=== What you need to do ===
a: Name every organization that the passage on societal and economic impacts identifies as benefiting from the proposal.
b: Extend the passage on the societal and economic impacts of the proposal, picking up after its final sentence.

=== Study text ===
****************

Societal and economic impacts:
Centre for Ecology and Hydrology (CEH): CEH will benefit from data-knowledge exchange and improved understanding of the use of new cosmic-ray technology in the UK. The use of the COSMIC model developed by the PI provides a key advance in using such novel technology for monitoring purposes and data assimilation/fusion applications. Results obtained under this proposal will be applied to other COSMOS-UK stations to provide a continuous, high-quality monitoring network available for the society and policy/decision makers and stakeholders.

The Environment Agency (EA): The results of this research will enable the EA to improve its flood warning system with a more accurate description of the soil moisture dynamics in the region (and ultimately nationally). This has direct societal and economic impact, as floods and drought continue to cause severe damages in certain areas across the nation.

Met Office (MO): Model's of Earth's weather and climate require accurate fluxes (e.g., momentum, energy, water) across the land-atmosphere interface to solve the equations of atmospheric physics and dynamics. Hence, the MO will benefit from a comprehensive evaluation of the JULES model by focusing on key parameterizations to be improved for operational weather and climate modeling. Furthermore, knowledge on soil moisture profiles can help improve and downscale essential hydrometeorological variables calculated by the Met Office Rainfall and Evaporation Calculation System (MORECS).

Department for Environment Food & Rural Affairs (Defra): Food security has immense implications on the society and economic growth in the UK, especially under uncertain climatic conditions in the future. Improved hydrological outlooks and consequently more effective mitigation strategies (e.g., drought or flood mitigation) can greatly impact on food availability. Hence, Defra is also a key stakeholder which will benefit from the outcomes of the proposal.

****************

[Stored entries]
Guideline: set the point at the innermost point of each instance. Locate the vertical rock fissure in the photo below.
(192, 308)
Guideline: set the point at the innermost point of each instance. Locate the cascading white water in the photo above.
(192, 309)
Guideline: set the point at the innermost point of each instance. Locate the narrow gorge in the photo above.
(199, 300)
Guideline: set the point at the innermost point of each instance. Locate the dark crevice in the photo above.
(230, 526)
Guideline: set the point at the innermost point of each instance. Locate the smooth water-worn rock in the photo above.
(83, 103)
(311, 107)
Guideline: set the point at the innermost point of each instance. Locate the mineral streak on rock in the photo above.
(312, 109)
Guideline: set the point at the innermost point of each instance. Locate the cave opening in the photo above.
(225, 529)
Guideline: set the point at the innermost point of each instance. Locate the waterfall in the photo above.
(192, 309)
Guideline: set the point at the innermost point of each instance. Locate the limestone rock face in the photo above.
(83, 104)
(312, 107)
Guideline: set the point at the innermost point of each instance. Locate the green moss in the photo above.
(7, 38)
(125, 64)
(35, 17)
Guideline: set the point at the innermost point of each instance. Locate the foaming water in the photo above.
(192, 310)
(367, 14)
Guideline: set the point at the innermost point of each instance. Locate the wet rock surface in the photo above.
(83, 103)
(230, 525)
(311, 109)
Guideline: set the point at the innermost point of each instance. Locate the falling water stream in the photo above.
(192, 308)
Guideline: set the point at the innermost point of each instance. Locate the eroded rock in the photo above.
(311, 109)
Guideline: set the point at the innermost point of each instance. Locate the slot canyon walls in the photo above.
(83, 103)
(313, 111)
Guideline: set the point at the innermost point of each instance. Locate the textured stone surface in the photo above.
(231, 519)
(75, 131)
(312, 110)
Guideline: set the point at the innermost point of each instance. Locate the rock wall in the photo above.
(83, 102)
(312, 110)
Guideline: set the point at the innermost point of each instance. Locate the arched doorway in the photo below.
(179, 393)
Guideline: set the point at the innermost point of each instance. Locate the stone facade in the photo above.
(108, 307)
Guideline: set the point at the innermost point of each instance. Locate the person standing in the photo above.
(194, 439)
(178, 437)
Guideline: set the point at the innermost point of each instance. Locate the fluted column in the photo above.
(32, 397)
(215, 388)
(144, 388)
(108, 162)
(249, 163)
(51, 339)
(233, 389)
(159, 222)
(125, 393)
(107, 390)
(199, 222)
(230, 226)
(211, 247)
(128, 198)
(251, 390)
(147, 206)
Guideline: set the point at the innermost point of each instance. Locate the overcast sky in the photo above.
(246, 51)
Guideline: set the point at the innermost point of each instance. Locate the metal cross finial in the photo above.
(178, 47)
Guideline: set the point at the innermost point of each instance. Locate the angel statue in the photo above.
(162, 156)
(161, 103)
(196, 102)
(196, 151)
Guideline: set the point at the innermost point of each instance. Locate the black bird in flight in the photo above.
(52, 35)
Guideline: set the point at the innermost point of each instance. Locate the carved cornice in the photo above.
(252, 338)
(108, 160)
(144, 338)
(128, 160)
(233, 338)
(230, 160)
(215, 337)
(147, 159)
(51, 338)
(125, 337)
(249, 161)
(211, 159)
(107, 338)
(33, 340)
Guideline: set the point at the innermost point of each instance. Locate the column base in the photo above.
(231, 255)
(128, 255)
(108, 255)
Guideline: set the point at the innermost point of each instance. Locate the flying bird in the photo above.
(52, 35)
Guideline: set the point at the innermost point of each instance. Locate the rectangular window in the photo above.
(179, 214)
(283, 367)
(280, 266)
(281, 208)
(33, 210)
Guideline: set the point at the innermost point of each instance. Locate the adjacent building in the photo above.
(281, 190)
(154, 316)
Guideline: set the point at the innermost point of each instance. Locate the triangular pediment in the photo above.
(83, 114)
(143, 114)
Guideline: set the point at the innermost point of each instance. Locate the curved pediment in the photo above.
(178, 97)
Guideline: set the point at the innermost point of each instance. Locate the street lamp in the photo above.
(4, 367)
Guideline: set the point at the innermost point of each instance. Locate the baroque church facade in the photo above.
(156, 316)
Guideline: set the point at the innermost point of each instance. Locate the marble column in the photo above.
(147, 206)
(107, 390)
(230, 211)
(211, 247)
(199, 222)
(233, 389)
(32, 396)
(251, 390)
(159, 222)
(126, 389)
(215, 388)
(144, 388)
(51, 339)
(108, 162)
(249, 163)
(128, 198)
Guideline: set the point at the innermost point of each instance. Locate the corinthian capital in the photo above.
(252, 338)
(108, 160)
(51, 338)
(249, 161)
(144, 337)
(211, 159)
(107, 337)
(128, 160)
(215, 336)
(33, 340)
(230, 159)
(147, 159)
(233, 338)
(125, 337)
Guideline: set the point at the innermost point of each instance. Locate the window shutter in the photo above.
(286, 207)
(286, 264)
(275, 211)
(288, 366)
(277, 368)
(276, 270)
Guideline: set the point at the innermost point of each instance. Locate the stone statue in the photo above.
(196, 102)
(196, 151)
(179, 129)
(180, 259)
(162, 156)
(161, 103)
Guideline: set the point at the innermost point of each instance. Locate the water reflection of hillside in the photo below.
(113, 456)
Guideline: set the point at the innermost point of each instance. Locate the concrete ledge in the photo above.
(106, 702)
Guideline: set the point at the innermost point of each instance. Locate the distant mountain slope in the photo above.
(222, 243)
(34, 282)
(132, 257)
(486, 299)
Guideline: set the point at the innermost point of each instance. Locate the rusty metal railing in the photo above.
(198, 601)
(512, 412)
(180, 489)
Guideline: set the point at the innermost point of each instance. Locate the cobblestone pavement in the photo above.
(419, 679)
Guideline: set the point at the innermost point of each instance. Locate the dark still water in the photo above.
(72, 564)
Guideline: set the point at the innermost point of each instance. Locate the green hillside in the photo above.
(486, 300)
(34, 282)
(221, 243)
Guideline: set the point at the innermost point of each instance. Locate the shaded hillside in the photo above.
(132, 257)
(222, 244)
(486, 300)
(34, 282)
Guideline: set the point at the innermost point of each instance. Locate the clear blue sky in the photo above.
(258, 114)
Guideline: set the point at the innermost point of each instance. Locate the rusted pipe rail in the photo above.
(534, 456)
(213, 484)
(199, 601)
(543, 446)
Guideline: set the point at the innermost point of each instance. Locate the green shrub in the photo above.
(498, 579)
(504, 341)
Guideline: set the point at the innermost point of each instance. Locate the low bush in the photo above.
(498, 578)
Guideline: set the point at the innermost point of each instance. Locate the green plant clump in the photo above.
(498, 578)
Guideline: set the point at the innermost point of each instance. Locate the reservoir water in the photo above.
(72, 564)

****************

=== Task answers ===
a:
- Centre for Ecology and Hydrology (CEH)
- The Environment Agency (EA)
- Met Office (MO)
- Department for Environment Food & Rural Affairs (Defra)

b:
People:
General Public: The general public is directly affected by hydrometeorological events such as floods, droughts, and extreme weather. For example, heavy rainfall on nearly-saturated soils, such as those observed towards the end of 2013 and early 2014, will eventually cause major disruptions due to flood, as broadly informed by the media on television and radio stations. The unprecedented spatial scales studied under this proposal are directly related to how well we can predict such situations in advance. Hence being able to communicate with the public about the basic and relevant importance of soil moisture is extremely beneficial for societal wellbeing. Notice that initial training of a PDRA on six identified "most wanted" skills by NERC's Skills Review 2012 will be carried out in this project, but this can potentially attract more prospective students (both at undergraduate and graduate levels) interested in engineering and environmental sciences, specifically to the research areas highlighted in this proposal.

PI: Of importance, the nature of this funding will ultimately impact the PI of this proposal by ensuring the appropriate financial support to establish a research group on terrestrial hydrometeorology and environmental engineering at the University of Bristol, while establishing the PI as a researcher leader in the subject.